— start Stored data —

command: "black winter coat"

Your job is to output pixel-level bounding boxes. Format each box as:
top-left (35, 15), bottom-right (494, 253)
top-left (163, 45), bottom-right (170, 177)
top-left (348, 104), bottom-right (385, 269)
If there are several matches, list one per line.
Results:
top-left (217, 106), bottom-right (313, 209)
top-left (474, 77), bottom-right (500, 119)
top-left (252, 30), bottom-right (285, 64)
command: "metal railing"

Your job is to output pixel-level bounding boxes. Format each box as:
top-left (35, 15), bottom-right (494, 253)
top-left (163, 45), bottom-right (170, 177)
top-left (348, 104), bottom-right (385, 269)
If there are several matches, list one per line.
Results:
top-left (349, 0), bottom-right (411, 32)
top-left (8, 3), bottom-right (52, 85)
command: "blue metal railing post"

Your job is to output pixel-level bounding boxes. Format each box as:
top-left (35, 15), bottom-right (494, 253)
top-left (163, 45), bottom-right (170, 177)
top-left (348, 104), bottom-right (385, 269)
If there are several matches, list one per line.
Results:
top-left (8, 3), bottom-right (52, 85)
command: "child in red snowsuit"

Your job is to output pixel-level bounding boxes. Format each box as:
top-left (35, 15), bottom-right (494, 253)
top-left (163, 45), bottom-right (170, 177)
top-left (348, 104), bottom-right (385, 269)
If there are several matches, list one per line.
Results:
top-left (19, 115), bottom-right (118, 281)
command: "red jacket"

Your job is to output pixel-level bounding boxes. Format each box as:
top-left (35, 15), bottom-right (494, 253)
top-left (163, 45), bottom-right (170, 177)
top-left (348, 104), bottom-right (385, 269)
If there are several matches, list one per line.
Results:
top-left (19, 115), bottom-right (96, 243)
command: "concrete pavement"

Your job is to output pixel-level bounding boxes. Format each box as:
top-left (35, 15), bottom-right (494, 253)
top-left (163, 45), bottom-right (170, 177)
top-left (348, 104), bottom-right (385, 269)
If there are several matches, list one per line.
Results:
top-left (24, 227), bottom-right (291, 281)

— end Stored data —

▸ **Work to complete**:
Copy all six items above verbatim, keeping every line and character unchanged.

▸ **Exercise answer**:
command: "black winter coat"

Your job is to output pixel-level bounding boxes. Format each box as:
top-left (35, 15), bottom-right (494, 253)
top-left (163, 45), bottom-right (170, 177)
top-left (348, 104), bottom-right (385, 269)
If there are several matches, list one per line.
Results:
top-left (217, 106), bottom-right (313, 209)
top-left (474, 77), bottom-right (500, 119)
top-left (252, 30), bottom-right (285, 64)
command: "metal railing"

Your job is to output pixel-level bounding boxes. Format each box as:
top-left (35, 15), bottom-right (494, 253)
top-left (163, 45), bottom-right (170, 177)
top-left (348, 104), bottom-right (385, 269)
If there are several matches, list one per line.
Results:
top-left (349, 0), bottom-right (411, 32)
top-left (8, 3), bottom-right (52, 85)
command: "blue metal railing post"

Your job is to output pixel-level bounding boxes. Format each box as:
top-left (35, 15), bottom-right (494, 253)
top-left (163, 45), bottom-right (170, 177)
top-left (348, 104), bottom-right (385, 269)
If there are several matches, list one per line.
Results:
top-left (8, 3), bottom-right (52, 85)
command: "child in red snowsuit"

Your job is to output pixel-level bounding boxes. Format each box as:
top-left (35, 15), bottom-right (494, 253)
top-left (163, 45), bottom-right (170, 177)
top-left (348, 104), bottom-right (385, 269)
If there are several matches, list one per line.
Results:
top-left (19, 115), bottom-right (118, 281)
command: "red jacket"

Your job is to output pixel-level bounding boxes. Format each box as:
top-left (35, 15), bottom-right (494, 253)
top-left (163, 45), bottom-right (170, 177)
top-left (348, 104), bottom-right (385, 269)
If there are several matches, list one per line.
Results:
top-left (19, 115), bottom-right (96, 243)
command: "concrete pavement"

Your job is to output pixel-level bounding boxes. Format each box as:
top-left (35, 15), bottom-right (494, 253)
top-left (163, 45), bottom-right (170, 177)
top-left (348, 104), bottom-right (385, 269)
If there are several matches, list one per line.
Results:
top-left (24, 227), bottom-right (291, 281)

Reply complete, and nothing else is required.